▸ **Set problem 1**:
Answer these questions about the Techwood tower thread:
(a) What size is the woofer mounted in the base of the towers?
(b) What did Wayne's Google search turn up?
(c) Where does Sonnie say some of these speakers are listed?

▸ **Excerpted text**:
# Techwood tower question



## BoomieMCT (Dec 11, 2006)

I have a question about some speakers - I hope I have this in the right area. My brother is looking at some used speakers made by Techwood. These are floorstanding towers that have a 14" woofer mounted horizonally in the base. Has anyone heard about this brand? Are they any good? I haven't been able to find any information.


----------



## Wayne A. Pflughaupt (Apr 13, 2006)

Never heard of them. The only thing I found with a Google search was TVs.



> I haven't been able to find any information.


That probably says a lot – nothing good, though...

Regards,
Wayne


----------



## drdoan (Aug 30, 2006)

BoomieMCT, have you or your brother actually listened to them? They may be an obscure brand or even white van speakers, however, if you like their sound, and the price is right, give them a try. Did the seller give any info on them (manuals, spec sheets, etc)? I suppose just because there isn't much info on them on the internet, they still may be great speakers. I certainly would do some listening tests especially if you can A,B them with some known good speakers. Let us know how it turns out. Dennis


----------



## Sonnie (Apr 11, 2006)

There are some of these listed on ebay... but I don't think they are this specific model.


----------



## Guest (May 2, 2007)

I have techwood system that rocks. The only thing it needs is the reciever needs is cleaned internally. I just recently moved and don't have room for it. So I'm probably gonna sell it.


----------



## jackfish (Dec 27, 2006)

They are of Chinese manufacture with suspect engineering and components. Sometimes you do get what you pay for.


----------

▸ **Set problem 2**:
Copy the records from their start through the line with "[[299, 145]]", substituting "woman's smile" for "woman's teeth" and leaving everything else unchanged.

Dataset records:

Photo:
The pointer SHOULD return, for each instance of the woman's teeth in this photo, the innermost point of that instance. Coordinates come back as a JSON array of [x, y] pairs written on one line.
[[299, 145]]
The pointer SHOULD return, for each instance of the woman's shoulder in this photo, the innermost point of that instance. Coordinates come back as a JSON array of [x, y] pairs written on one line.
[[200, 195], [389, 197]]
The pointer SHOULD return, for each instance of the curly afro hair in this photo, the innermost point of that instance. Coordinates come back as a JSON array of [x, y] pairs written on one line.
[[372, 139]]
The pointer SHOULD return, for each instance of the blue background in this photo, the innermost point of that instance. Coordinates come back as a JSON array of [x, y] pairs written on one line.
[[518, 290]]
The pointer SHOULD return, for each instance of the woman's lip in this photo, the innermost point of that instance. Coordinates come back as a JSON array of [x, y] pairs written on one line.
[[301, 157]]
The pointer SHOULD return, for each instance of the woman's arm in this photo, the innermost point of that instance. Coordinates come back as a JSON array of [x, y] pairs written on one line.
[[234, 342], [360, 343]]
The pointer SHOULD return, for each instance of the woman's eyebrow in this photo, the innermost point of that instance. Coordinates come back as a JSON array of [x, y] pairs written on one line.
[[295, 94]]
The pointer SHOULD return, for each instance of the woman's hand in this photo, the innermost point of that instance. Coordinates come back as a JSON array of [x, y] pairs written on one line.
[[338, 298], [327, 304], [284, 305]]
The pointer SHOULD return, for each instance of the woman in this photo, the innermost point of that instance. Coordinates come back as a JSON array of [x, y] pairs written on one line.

▸ **Exercise answer 1**:
(a) 14 inches.
(b) TVs.
(c) On eBay.

▸ **Exercise answer 2**:
Photo:
The pointer SHOULD return, for each instance of the woman's smile in this photo, the innermost point of that instance. Coordinates come back as a JSON array of [x, y] pairs written on one line.
[[299, 145]]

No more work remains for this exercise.